#### EXERCISE BRIEF
Write out every record below exactly, so that nothing differs from what is shown.

(Beginning of INFORMATION SHOWN)

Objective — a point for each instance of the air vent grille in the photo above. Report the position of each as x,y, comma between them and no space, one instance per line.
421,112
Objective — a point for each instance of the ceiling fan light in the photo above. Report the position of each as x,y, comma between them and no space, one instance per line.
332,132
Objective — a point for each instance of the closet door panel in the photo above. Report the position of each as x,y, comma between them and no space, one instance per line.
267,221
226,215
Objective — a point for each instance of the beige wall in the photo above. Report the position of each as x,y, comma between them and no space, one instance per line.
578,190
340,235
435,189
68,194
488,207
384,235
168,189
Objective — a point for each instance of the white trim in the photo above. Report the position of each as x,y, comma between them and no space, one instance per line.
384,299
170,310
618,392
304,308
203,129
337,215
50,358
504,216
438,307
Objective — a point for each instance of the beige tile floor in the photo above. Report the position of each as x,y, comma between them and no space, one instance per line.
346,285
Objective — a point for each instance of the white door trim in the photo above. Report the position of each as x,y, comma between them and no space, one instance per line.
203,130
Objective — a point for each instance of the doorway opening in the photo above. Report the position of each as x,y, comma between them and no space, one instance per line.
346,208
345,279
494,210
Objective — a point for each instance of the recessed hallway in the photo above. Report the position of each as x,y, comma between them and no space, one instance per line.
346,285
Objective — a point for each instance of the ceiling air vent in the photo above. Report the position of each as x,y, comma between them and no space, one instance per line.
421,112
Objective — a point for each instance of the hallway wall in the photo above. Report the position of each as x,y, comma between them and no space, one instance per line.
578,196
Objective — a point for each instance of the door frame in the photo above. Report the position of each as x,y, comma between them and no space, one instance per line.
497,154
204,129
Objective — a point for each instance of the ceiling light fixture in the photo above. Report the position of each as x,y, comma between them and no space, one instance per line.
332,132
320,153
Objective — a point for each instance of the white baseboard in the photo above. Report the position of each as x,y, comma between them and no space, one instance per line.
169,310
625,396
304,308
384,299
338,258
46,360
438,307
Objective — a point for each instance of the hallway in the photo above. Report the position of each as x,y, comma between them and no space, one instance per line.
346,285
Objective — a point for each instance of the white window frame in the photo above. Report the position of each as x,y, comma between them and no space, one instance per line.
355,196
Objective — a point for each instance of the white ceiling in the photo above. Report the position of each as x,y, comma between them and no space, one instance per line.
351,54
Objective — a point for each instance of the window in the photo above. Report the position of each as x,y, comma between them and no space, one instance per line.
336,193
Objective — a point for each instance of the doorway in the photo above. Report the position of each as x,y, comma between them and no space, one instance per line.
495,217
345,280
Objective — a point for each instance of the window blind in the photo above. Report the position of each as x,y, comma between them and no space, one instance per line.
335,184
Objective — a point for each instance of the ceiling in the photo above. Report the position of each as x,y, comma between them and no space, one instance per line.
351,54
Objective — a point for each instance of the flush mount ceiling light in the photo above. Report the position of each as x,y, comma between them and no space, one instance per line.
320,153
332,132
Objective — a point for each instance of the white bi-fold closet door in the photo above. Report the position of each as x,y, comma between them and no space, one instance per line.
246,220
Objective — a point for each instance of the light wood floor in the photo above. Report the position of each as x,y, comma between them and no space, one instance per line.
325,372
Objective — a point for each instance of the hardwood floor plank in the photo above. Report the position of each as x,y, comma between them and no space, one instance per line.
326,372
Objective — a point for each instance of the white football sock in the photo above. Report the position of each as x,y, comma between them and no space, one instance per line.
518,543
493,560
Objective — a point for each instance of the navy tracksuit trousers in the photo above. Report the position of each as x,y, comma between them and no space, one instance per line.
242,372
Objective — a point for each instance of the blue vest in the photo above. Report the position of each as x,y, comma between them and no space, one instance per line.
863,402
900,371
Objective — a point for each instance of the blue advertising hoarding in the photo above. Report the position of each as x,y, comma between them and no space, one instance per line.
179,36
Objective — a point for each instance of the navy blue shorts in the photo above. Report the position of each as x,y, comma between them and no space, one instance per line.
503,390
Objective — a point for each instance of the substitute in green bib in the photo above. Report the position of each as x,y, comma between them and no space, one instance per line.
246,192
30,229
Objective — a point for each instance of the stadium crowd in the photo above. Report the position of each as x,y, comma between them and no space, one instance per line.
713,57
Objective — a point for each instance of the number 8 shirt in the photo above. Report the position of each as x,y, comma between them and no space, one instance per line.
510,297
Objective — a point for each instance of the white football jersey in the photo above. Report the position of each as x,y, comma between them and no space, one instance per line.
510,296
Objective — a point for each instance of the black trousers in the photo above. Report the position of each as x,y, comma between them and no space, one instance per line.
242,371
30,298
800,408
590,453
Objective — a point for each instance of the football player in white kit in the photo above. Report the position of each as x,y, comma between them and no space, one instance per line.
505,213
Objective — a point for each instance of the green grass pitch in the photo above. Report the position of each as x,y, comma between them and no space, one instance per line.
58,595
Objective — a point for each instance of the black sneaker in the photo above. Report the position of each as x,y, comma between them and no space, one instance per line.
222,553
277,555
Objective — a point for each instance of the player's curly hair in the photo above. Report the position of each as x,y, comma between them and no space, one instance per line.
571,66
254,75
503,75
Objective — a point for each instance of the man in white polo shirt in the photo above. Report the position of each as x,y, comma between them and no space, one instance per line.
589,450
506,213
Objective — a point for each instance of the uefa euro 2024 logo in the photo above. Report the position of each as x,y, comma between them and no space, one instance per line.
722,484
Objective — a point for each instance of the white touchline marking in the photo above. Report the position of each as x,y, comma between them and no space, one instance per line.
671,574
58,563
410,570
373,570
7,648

(End of INFORMATION SHOWN)

#### COMPLETED EXERCISE
Objective — a point for each instance of the air vent grille in the photo above. Report the position of each as x,y, comma between them and no space, one instance per line.
421,112
Objective — a point for each instance of the ceiling fan light in the photo above. Report the position of each as x,y, comma between them and no space, one instance per line.
332,132
Objective — a point for each instance of the closet door panel in the photo above. Report the position of each as x,y, comma between them and no space, one instance per line.
267,221
226,215
Objective — a point for each instance of the beige wall in the photo above. Report the position of each as x,y, comma between them and no space, one instance per line.
578,190
340,235
435,189
68,194
488,207
384,235
168,189
Objective — a point for each instance of the white trim in the photo above. Report the position of each as x,y, comma between them and no space, one instance per line.
384,299
170,310
618,392
304,308
203,129
337,215
50,358
504,216
438,307
Objective — a point for each instance of the beige tile floor in the photo above. Report the position of each as x,y, comma between them and no space, one instance per line.
346,285
Objective — a point for each instance of the white door trim in the photo above. Report the position of each as x,y, comma between them and no space, one instance per line.
203,130
Objective — a point for each instance of the doorway opening in the photo above. Report the position of each as x,y, comma between them and no space, one instance per line.
346,208
345,279
494,210
Objective — a point for each instance of the recessed hallway in the photo above. Report the position of each as x,y, comma between them and no space, one instance per line.
346,285
Objective — a point for each instance of the ceiling air vent in the photo above. Report the position of each as x,y, comma between them and no space, one instance per line.
421,112
Objective — a point for each instance of the hallway wall in the photo above. Report the position of each as x,y, comma between them and no space, one instance per line.
578,196
Objective — a point for each instance of the door frame in the photo above. Report the position of each as x,y, comma between them and no space, one instance per line.
497,154
204,129
Objective — a point for each instance of the ceiling light fixture in the photo above. Report the position of each as x,y, comma between them and no space, one instance per line.
332,132
320,153
Objective — a point for each instance of the white baseboard in the photo above. Report the position of each as x,y, comma between them and no space, one instance per line.
169,310
625,396
304,308
384,299
338,258
46,360
438,307
Objective — a point for each instance of the hallway in the photo above. Report the position of each as x,y, comma between them and no space, one instance per line.
346,285
Objective — a point for each instance of the white window frame in the photo above. Report the position of each as x,y, comma between them and no space, one instance per line.
355,196
Objective — a point for each instance of the white ceiling in the photo above. Report the position of each as x,y, comma between them and no space, one instance per line.
351,54
Objective — a point for each instance of the window in the photo above. Report the position of each as x,y, comma between them and no space, one instance per line.
336,193
Objective — a point for each instance of the doorway in the photo above. Report the position of each as x,y, comma between them and no space, one instance per line.
495,217
345,280
Objective — a point for each instance of the window blind in the photo above. Report the position of each as x,y, comma between them and no space, one instance per line.
335,184
Objective — a point for each instance of the ceiling in the photo above. Report the position of each as x,y, comma between them and no space, one instance per line.
351,54
Objective — a point for each instance of the flush mount ceiling light in the photo above. Report the position of each as x,y, comma between them and no space, one instance per line.
320,153
332,132
Objective — a point for each instance of the white bi-fold closet door in the photo above. Report the position of each as x,y, comma between them and no space, one instance per line.
246,220
Objective — a point for each instance of the light wood floor in the photo above. Report the position of each as x,y, comma between them and no space, one instance per line.
325,372
Objective — a point for each instance of the hardwood floor plank in the photo above. Report the position of each as x,y, comma between them and no space, one instance per line.
326,372
Objective — a point for each instance of the white football sock in the photo above. Report the position of each as x,y, comma between them and no space, one instance per line.
518,543
493,560
Objective — a point for each instance of the navy tracksuit trousers in the photo above. Report the position of each as x,y, comma between them and no space, one instance per line.
242,372
Objective — a point for each instance of the blue vest in the photo above. Report the position of each as x,y, comma between them and no space, one instance per line.
863,402
900,371
Objective — a point for each instance of the blue advertising hoarding in the photo above. Report the position of each as x,y, comma between them and no space, one instance per line.
179,36
Objective — a point for each instance of the navy blue shorts in the photo above. Report the position of each as x,y, comma between them and no space, one instance per line.
503,390
Objective — a point for each instance of the substitute in green bib in the photo above. Report the position of each as x,y, comma between them and no space, one instance per line.
246,192
30,229
Objective — a point for each instance of the stadium crowd in the photo above. Report the position of each as x,y, comma between them and no space, one instance per line.
713,57
Objective — a point for each instance of the number 8 shirt in the photo above. Report the position of each as x,y, comma between them and no space, one instance per line.
510,297
Objective — a point for each instance of the white football jersey in the photo above. Report the position of each as x,y, comma between them and no space, one instance per line.
510,296
Objective — a point for each instance of the black trousers in the photo above. Report the position of each as x,y, comma between them and no space, one instance per line.
242,371
30,298
800,408
590,453
Objective — a point for each instance of the football player in white kit in the photo above. Report the position of each as x,y, comma between them and no space, one instance per line.
505,213
Objective — a point for each instance of the green grass pitch in the photo above. Report the position of each as x,y, comma between them and no space, one instance per line.
58,595
Objective — a point for each instance of the black sneaker in the photo above. Report the position of each as x,y, comma between them and no space, one instance per line.
222,553
277,555
Objective — a point for each instance of the player's curly hair in the photo above. Report the position of each as x,y, comma between them and no space, one instance per line.
571,66
254,75
503,75
Objective — a point for each instance of the man in white polo shirt in the photo above. Report the position of each as x,y, comma between them and no space, one instance per line.
589,450
506,213
Objective — a point for each instance of the uefa euro 2024 logo in the photo above. Report the position of each as x,y, comma between them and no space, one instance per line.
722,484
Objective — a point for each instance of the white touchline marking in the photo above. Report the position of each as x,y, comma between them and no space, one instance per line.
671,574
58,563
410,570
373,570
7,648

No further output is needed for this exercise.